> [Assignment]: For the full listing below, write out each entry exactly and exclude the images.
*** Block opens ***
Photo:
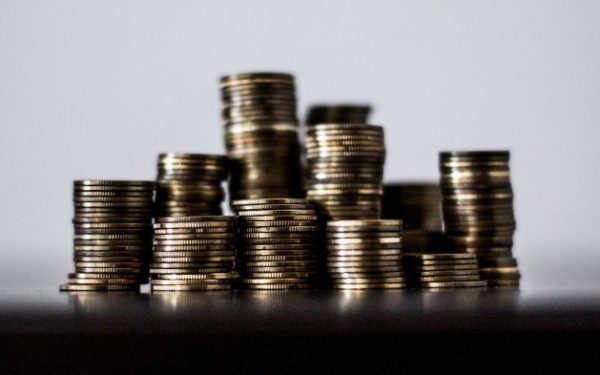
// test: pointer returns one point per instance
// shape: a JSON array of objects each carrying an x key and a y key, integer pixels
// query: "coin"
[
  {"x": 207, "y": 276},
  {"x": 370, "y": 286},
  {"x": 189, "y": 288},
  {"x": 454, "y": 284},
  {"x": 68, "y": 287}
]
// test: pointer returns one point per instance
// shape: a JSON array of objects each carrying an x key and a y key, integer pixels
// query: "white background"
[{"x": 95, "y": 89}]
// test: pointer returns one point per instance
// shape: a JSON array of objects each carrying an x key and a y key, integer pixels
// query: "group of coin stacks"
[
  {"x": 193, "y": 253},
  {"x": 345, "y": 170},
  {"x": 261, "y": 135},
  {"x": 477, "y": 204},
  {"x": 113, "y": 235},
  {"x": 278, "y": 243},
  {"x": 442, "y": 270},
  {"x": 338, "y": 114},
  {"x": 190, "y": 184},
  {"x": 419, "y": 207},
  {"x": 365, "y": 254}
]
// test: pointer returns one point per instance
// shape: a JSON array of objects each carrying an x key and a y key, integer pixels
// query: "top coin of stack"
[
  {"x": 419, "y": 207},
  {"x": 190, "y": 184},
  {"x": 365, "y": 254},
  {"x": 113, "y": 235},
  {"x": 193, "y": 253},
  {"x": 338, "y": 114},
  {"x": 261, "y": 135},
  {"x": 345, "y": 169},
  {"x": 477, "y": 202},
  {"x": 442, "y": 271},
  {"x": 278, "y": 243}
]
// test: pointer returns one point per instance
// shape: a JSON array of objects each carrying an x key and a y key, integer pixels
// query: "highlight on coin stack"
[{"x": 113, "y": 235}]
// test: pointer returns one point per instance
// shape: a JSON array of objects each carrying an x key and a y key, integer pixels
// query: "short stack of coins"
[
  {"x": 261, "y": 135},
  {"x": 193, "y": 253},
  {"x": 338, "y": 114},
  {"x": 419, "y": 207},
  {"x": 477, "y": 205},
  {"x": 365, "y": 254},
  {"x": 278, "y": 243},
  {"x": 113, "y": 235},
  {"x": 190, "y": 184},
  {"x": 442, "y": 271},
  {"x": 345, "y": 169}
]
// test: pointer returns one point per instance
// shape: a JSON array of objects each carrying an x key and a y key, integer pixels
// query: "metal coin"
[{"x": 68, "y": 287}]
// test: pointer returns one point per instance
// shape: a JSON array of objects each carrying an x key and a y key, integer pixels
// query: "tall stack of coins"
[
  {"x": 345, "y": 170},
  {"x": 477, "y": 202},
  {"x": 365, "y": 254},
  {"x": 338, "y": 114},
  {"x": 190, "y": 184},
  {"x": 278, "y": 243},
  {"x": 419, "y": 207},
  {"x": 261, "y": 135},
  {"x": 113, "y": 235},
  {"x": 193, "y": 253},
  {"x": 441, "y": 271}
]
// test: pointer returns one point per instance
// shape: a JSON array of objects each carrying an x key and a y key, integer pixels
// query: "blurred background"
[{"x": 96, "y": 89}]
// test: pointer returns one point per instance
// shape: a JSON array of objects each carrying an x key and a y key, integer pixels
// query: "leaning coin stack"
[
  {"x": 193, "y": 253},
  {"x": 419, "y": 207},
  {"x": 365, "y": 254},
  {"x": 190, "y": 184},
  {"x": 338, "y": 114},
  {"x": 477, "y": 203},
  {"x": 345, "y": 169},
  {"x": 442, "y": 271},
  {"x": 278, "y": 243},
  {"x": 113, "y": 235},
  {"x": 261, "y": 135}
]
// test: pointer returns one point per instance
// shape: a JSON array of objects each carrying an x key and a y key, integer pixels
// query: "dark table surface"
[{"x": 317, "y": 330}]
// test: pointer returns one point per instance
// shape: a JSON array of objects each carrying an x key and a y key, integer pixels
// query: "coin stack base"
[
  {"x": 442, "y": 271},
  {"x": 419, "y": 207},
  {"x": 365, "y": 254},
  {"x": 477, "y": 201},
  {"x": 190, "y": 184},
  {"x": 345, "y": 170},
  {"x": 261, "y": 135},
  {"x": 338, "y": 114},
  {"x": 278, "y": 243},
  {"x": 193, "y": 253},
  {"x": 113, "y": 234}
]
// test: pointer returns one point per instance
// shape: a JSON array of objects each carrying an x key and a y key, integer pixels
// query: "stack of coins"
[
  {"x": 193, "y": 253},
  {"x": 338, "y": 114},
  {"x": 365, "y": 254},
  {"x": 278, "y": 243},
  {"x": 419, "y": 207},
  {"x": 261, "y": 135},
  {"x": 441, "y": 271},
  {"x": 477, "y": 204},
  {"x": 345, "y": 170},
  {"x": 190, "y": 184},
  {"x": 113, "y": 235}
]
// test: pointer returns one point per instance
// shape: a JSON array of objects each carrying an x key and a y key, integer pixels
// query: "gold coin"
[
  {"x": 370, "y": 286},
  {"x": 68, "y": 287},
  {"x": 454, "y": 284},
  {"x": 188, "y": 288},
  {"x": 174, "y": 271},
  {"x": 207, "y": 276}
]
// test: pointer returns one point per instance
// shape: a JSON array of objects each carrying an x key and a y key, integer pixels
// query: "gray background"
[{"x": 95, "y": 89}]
*** Block closes ***
> [Exercise response]:
Photo:
// test: pointer returns one point per instance
// shape: a JSON array of objects each carrying an x key and a y key, integer pixels
// query: "coin"
[
  {"x": 207, "y": 276},
  {"x": 370, "y": 286},
  {"x": 189, "y": 288},
  {"x": 454, "y": 284},
  {"x": 68, "y": 287}
]
// test: pointer returns one point per instance
// shape: a JSON array of objects each carrying an x key and a y key, integer pixels
// query: "white background"
[{"x": 95, "y": 89}]
// test: pointer returns one point per instance
// shape: a JSON array of objects each carrying an x key and a y key, integer pixels
// query: "group of coin stacks"
[
  {"x": 193, "y": 253},
  {"x": 345, "y": 170},
  {"x": 261, "y": 135},
  {"x": 477, "y": 204},
  {"x": 113, "y": 235},
  {"x": 278, "y": 243},
  {"x": 442, "y": 270},
  {"x": 338, "y": 114},
  {"x": 190, "y": 184},
  {"x": 419, "y": 207},
  {"x": 365, "y": 254}
]
// test: pointer returns one point per instance
// shape: a JSON array of objects each carrying an x key and a y key, integer pixels
// query: "top coin of stack"
[
  {"x": 419, "y": 207},
  {"x": 190, "y": 184},
  {"x": 365, "y": 254},
  {"x": 113, "y": 235},
  {"x": 193, "y": 253},
  {"x": 338, "y": 114},
  {"x": 261, "y": 135},
  {"x": 345, "y": 169},
  {"x": 477, "y": 202},
  {"x": 442, "y": 271},
  {"x": 278, "y": 243}
]
// test: pointer returns one point per instance
// shape: a JSON array of objects each carrying an x key and a y key, integer pixels
// query: "highlight on coin stack"
[{"x": 113, "y": 235}]
// test: pointer returns one point per instance
// shape: a JSON array of objects each carrying an x key and a y key, integer pixels
// query: "short stack of coins"
[
  {"x": 261, "y": 135},
  {"x": 193, "y": 253},
  {"x": 338, "y": 114},
  {"x": 419, "y": 207},
  {"x": 477, "y": 205},
  {"x": 365, "y": 254},
  {"x": 278, "y": 243},
  {"x": 113, "y": 235},
  {"x": 190, "y": 184},
  {"x": 442, "y": 271},
  {"x": 345, "y": 169}
]
// test: pointer returns one point per instance
// shape: a JSON array of objects each carrying an x key and a y key, integer pixels
// query: "metal coin"
[{"x": 68, "y": 287}]
// test: pointer returns one point per instance
// shape: a JSON array of objects each carrying an x key and a y key, integer pixels
// query: "tall stack of coins"
[
  {"x": 345, "y": 170},
  {"x": 477, "y": 202},
  {"x": 365, "y": 254},
  {"x": 338, "y": 114},
  {"x": 190, "y": 184},
  {"x": 278, "y": 243},
  {"x": 419, "y": 207},
  {"x": 261, "y": 135},
  {"x": 113, "y": 235},
  {"x": 193, "y": 253},
  {"x": 441, "y": 271}
]
// test: pointer returns one point per instance
// shape: a JSON array of objects each carrying an x key and a y key, integer pixels
// query: "blurred background"
[{"x": 96, "y": 89}]
// test: pointer returns one point per instance
// shape: a JSON array of objects each carrying an x key and a y key, integer pixels
// query: "leaning coin stack"
[
  {"x": 193, "y": 253},
  {"x": 419, "y": 207},
  {"x": 365, "y": 254},
  {"x": 190, "y": 184},
  {"x": 338, "y": 114},
  {"x": 477, "y": 203},
  {"x": 345, "y": 169},
  {"x": 442, "y": 271},
  {"x": 278, "y": 243},
  {"x": 113, "y": 235},
  {"x": 261, "y": 135}
]
// test: pointer returns one point per instance
// shape: a JSON array of objects each carrying an x key and a y key, integer pixels
// query: "dark table surface"
[{"x": 317, "y": 330}]
// test: pointer returns one point per instance
// shape: a JSON array of objects each carrying an x key and a y key, integer pixels
// query: "coin stack base"
[
  {"x": 442, "y": 271},
  {"x": 419, "y": 207},
  {"x": 365, "y": 254},
  {"x": 477, "y": 201},
  {"x": 190, "y": 184},
  {"x": 345, "y": 170},
  {"x": 261, "y": 135},
  {"x": 338, "y": 114},
  {"x": 278, "y": 243},
  {"x": 193, "y": 253},
  {"x": 113, "y": 234}
]
// test: pointer returns one point per instance
// shape: a JSON array of objects each carrying an x key and a y key, integer pixels
// query: "stack of coins"
[
  {"x": 193, "y": 253},
  {"x": 338, "y": 114},
  {"x": 365, "y": 254},
  {"x": 278, "y": 243},
  {"x": 419, "y": 207},
  {"x": 261, "y": 135},
  {"x": 441, "y": 271},
  {"x": 477, "y": 204},
  {"x": 345, "y": 170},
  {"x": 190, "y": 184},
  {"x": 113, "y": 235}
]
// test: pointer returns one point per instance
// shape: a JSON array of objects each carrying an x key and a y key, integer pixels
// query: "gold coin"
[
  {"x": 370, "y": 286},
  {"x": 68, "y": 287},
  {"x": 454, "y": 284},
  {"x": 188, "y": 288},
  {"x": 174, "y": 271},
  {"x": 207, "y": 276}
]
// test: pointer returns one point per instance
// shape: a JSON array of objects each carrying an x key and a y key, integer pixels
// query: "gray background"
[{"x": 95, "y": 89}]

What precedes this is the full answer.